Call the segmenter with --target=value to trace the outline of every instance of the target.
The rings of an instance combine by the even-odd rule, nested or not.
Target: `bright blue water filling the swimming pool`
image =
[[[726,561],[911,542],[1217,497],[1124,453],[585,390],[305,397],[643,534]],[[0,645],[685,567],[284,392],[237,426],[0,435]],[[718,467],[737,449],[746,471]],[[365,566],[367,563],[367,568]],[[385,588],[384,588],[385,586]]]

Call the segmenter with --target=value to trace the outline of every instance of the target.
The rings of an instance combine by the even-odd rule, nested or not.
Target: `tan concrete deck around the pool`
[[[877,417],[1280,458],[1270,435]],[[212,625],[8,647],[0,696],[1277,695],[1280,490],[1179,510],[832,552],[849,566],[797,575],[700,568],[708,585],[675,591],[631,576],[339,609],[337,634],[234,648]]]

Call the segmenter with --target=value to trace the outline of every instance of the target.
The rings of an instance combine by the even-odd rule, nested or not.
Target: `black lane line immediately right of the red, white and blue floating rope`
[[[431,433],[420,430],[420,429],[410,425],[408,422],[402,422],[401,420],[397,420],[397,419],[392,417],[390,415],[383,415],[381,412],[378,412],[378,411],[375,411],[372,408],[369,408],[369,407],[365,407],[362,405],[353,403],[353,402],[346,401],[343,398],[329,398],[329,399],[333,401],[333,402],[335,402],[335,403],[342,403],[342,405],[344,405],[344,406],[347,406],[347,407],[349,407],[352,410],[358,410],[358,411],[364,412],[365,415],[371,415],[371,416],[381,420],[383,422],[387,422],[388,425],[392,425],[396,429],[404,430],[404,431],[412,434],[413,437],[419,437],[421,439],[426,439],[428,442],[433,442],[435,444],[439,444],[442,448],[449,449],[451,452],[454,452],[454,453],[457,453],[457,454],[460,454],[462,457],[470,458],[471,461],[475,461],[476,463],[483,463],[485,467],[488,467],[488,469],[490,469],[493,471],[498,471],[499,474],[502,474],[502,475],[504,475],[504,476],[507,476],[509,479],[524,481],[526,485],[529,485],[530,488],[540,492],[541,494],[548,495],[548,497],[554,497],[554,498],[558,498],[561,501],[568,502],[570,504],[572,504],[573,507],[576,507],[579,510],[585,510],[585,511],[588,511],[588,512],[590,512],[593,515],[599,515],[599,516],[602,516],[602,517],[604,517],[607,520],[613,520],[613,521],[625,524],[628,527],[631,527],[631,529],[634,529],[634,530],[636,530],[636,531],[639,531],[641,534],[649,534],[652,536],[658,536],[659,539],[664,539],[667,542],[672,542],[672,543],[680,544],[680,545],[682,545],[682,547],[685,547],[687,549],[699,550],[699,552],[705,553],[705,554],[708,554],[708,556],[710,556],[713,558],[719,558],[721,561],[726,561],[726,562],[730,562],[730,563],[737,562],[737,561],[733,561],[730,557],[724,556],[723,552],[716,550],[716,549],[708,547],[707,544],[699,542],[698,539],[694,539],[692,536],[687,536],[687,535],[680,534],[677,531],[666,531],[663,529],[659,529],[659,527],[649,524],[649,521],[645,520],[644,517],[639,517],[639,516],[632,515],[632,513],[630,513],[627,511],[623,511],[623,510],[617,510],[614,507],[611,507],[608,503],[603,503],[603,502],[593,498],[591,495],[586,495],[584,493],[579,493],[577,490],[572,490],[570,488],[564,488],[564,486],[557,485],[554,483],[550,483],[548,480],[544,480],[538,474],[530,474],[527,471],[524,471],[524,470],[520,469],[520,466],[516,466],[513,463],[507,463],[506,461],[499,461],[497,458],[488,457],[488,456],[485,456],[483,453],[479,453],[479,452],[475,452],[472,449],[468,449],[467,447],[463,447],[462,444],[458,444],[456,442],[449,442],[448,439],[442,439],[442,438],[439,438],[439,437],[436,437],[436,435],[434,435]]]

Directions for this task » Beginning with the very first line of the records above, please retype each line through the one that has "blue water filling", and add nothing.

The completed task »
Call the segmenter with --target=value to trace the outline of every instance of the target.
The rings of an instance combine by the even-odd rule, nested or not.
Target: `bright blue water filling the swimming pool`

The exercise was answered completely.